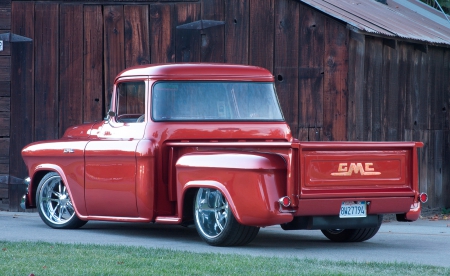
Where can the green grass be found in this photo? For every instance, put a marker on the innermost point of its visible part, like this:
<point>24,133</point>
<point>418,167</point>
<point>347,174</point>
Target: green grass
<point>39,258</point>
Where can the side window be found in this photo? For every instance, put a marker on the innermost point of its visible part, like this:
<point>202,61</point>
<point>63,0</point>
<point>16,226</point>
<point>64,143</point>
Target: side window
<point>130,105</point>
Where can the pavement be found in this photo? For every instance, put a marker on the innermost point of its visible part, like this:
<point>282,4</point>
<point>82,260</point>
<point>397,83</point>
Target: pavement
<point>426,241</point>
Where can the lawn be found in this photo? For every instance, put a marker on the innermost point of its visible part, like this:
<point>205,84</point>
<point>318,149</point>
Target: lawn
<point>39,258</point>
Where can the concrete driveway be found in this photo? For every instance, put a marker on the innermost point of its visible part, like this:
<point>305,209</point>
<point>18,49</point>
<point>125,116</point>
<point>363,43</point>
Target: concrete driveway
<point>421,242</point>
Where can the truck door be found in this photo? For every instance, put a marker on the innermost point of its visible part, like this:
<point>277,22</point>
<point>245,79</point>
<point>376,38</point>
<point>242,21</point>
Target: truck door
<point>110,175</point>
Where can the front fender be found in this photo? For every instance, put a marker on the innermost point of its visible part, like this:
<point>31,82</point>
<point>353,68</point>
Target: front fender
<point>251,182</point>
<point>75,191</point>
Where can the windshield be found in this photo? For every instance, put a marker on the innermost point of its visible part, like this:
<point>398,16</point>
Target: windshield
<point>215,101</point>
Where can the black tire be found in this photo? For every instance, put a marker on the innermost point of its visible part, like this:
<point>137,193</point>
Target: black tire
<point>216,224</point>
<point>54,204</point>
<point>350,235</point>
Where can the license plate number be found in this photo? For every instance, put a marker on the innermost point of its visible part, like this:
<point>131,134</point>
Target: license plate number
<point>353,209</point>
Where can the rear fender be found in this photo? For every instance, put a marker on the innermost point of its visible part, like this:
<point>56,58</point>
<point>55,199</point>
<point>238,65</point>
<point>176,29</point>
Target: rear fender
<point>251,182</point>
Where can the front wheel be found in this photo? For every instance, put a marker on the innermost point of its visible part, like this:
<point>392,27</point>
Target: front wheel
<point>216,224</point>
<point>350,235</point>
<point>54,204</point>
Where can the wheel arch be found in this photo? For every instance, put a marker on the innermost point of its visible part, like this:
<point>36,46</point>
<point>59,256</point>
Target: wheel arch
<point>251,182</point>
<point>40,173</point>
<point>190,191</point>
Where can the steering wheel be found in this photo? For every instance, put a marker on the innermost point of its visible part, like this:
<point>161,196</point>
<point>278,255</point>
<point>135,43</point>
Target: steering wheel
<point>140,119</point>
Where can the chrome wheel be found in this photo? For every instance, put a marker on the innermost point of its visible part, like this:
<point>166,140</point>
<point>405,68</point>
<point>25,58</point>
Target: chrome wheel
<point>54,203</point>
<point>211,212</point>
<point>215,222</point>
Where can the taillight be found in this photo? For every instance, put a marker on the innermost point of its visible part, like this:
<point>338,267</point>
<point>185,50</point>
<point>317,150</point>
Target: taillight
<point>285,201</point>
<point>423,197</point>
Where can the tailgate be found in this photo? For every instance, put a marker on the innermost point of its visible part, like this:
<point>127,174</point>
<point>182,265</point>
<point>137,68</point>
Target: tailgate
<point>358,169</point>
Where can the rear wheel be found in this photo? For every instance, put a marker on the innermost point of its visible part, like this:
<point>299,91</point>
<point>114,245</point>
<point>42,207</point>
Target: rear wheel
<point>54,204</point>
<point>216,224</point>
<point>350,235</point>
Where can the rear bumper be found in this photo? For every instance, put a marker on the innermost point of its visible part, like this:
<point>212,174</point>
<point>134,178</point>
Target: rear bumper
<point>412,215</point>
<point>375,206</point>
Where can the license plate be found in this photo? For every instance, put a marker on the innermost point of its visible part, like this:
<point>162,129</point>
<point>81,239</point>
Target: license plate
<point>353,209</point>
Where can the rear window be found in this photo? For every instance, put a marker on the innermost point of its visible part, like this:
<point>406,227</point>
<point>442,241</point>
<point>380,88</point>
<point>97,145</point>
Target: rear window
<point>215,101</point>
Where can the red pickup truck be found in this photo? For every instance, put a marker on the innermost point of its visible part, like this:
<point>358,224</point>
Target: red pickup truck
<point>206,144</point>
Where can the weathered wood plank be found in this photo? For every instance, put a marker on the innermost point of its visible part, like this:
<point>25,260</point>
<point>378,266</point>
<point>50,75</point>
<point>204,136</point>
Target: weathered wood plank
<point>46,45</point>
<point>406,66</point>
<point>4,149</point>
<point>213,39</point>
<point>137,40</point>
<point>5,104</point>
<point>445,172</point>
<point>5,88</point>
<point>5,123</point>
<point>335,83</point>
<point>93,101</point>
<point>286,58</point>
<point>5,15</point>
<point>3,190</point>
<point>5,68</point>
<point>237,31</point>
<point>22,85</point>
<point>262,26</point>
<point>438,168</point>
<point>391,95</point>
<point>6,45</point>
<point>437,111</point>
<point>114,48</point>
<point>162,33</point>
<point>373,102</point>
<point>188,42</point>
<point>446,92</point>
<point>421,90</point>
<point>358,125</point>
<point>311,67</point>
<point>71,66</point>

--*--

Problem requirements |
Omit the pictures and repeat the rest of the listing verbatim.

Exercise result |
Where can the green grass be found in this photo? For every instance, put a marker on the innermost point of its visible part, like this:
<point>24,133</point>
<point>418,167</point>
<point>347,174</point>
Target: green grass
<point>39,258</point>
Where can the side window be found in this photo? For every instance, put a marker on the innermost point of its visible part, like this:
<point>202,61</point>
<point>63,0</point>
<point>16,226</point>
<point>64,143</point>
Target: side window
<point>130,105</point>
Where can the pavement be found in this photo? For every instance, put a marker on the innermost point of its visible part, like this:
<point>282,4</point>
<point>82,260</point>
<point>397,83</point>
Target: pavement
<point>426,241</point>
Where can the lawn be found in this photo? For every instance, put a marker on the innermost point of its visible part, like this:
<point>205,84</point>
<point>318,149</point>
Target: lawn
<point>39,258</point>
Where can the concrete driveway be found in this photo? For every instance, put a marker on the innermost point of its visible part, like this:
<point>305,209</point>
<point>18,49</point>
<point>125,116</point>
<point>363,43</point>
Target: concrete driveway
<point>421,242</point>
Where can the truck door be found in this photo? For every instance, put a marker on the innermost point of its visible part, like this:
<point>277,22</point>
<point>245,79</point>
<point>376,38</point>
<point>242,21</point>
Target: truck door
<point>110,175</point>
Where can the front fender be found in this photo? For every instance, put a marker on the innermost point of its visible part, like this:
<point>31,82</point>
<point>353,68</point>
Target: front fender
<point>251,182</point>
<point>75,191</point>
Where can the windshield be found in this photo? For every instance, put a marker on the innermost point of its visible part, like this:
<point>398,16</point>
Target: windshield
<point>215,101</point>
Where can the black tire be found in this photo? For every instance, put a marker on the innermost point of its visible part, like this:
<point>137,193</point>
Target: black tire
<point>216,224</point>
<point>54,204</point>
<point>350,235</point>
Where can the license plate number be found in this photo? For every instance, put a marker on the innermost point of its visible part, like this:
<point>131,134</point>
Target: license plate number
<point>353,209</point>
Where can the rear fender be found in this photo? For every instance, put a marker on the innermost point of its visible part, like this:
<point>56,58</point>
<point>55,199</point>
<point>238,65</point>
<point>176,29</point>
Target: rear fender
<point>251,182</point>
Where can the front wheel be found in this photo? For every instance, put a marker on the innermost point of its visible part, like this:
<point>392,27</point>
Target: front wheel
<point>216,224</point>
<point>350,235</point>
<point>54,204</point>
Where can the wheel arch be found in this photo? For every instance, put a marker on the innermost point of its visible part, like this:
<point>36,46</point>
<point>59,256</point>
Target: wheel arch
<point>251,182</point>
<point>40,173</point>
<point>190,191</point>
Where can the steering wheel be found in this photo? For every instance, put a marker on the innermost point of its visible part, like this:
<point>161,196</point>
<point>278,255</point>
<point>135,43</point>
Target: steering wheel
<point>140,119</point>
Where can the chrome wheel be found in this photo? For every instance, put a marker on the innermost point of its visible part, like this:
<point>166,140</point>
<point>405,68</point>
<point>25,58</point>
Target: chrome wheel
<point>54,203</point>
<point>211,212</point>
<point>215,222</point>
Where can the taillight be found in this photo? For every instance, put a marker on the innermost point of its visible part, like this:
<point>338,267</point>
<point>185,50</point>
<point>317,150</point>
Target: taillight
<point>285,201</point>
<point>423,197</point>
Where can the tailgate be found in this photo? For every instance, put a marker on the innermost point of its visible part, like this:
<point>127,174</point>
<point>182,265</point>
<point>137,68</point>
Target: tailgate
<point>358,169</point>
Where can the rear wheel be found in this photo? For every instance, put a marker on the innermost point of its visible part, like this:
<point>299,91</point>
<point>114,245</point>
<point>42,207</point>
Target: rear wheel
<point>54,204</point>
<point>216,224</point>
<point>350,235</point>
Where can the rear bumper be found in this photo? For every instance, put a marker on the innermost point of its visible part, like this:
<point>212,174</point>
<point>134,178</point>
Target: rear bumper
<point>412,215</point>
<point>375,206</point>
Where can the license plate be found in this photo? For every instance, put a marker on the innermost point of its visible part, like this:
<point>162,129</point>
<point>81,239</point>
Target: license plate
<point>353,209</point>
Where can the rear window be found in this photo? For every instance, put a marker on the innermost point of its visible part, like this:
<point>406,227</point>
<point>442,241</point>
<point>380,88</point>
<point>97,145</point>
Target: rear window
<point>215,101</point>
Where can the red pickup truck be found in this photo? For every instance, put a marker on the innermost point of its visible part, like this:
<point>358,224</point>
Target: red pickup truck
<point>206,144</point>
Where can the weathered wood plank be found in this photo? For every instance, put a marker on the innermost point of its visible part, like this:
<point>25,260</point>
<point>378,266</point>
<point>50,75</point>
<point>204,136</point>
Target: weathered wood plank
<point>46,45</point>
<point>406,66</point>
<point>4,149</point>
<point>213,39</point>
<point>137,40</point>
<point>5,104</point>
<point>445,172</point>
<point>5,88</point>
<point>5,123</point>
<point>335,83</point>
<point>93,101</point>
<point>286,58</point>
<point>5,15</point>
<point>3,190</point>
<point>5,68</point>
<point>237,31</point>
<point>22,85</point>
<point>262,26</point>
<point>438,168</point>
<point>391,95</point>
<point>6,45</point>
<point>437,111</point>
<point>114,48</point>
<point>162,33</point>
<point>373,102</point>
<point>188,42</point>
<point>446,92</point>
<point>421,90</point>
<point>358,125</point>
<point>311,67</point>
<point>71,66</point>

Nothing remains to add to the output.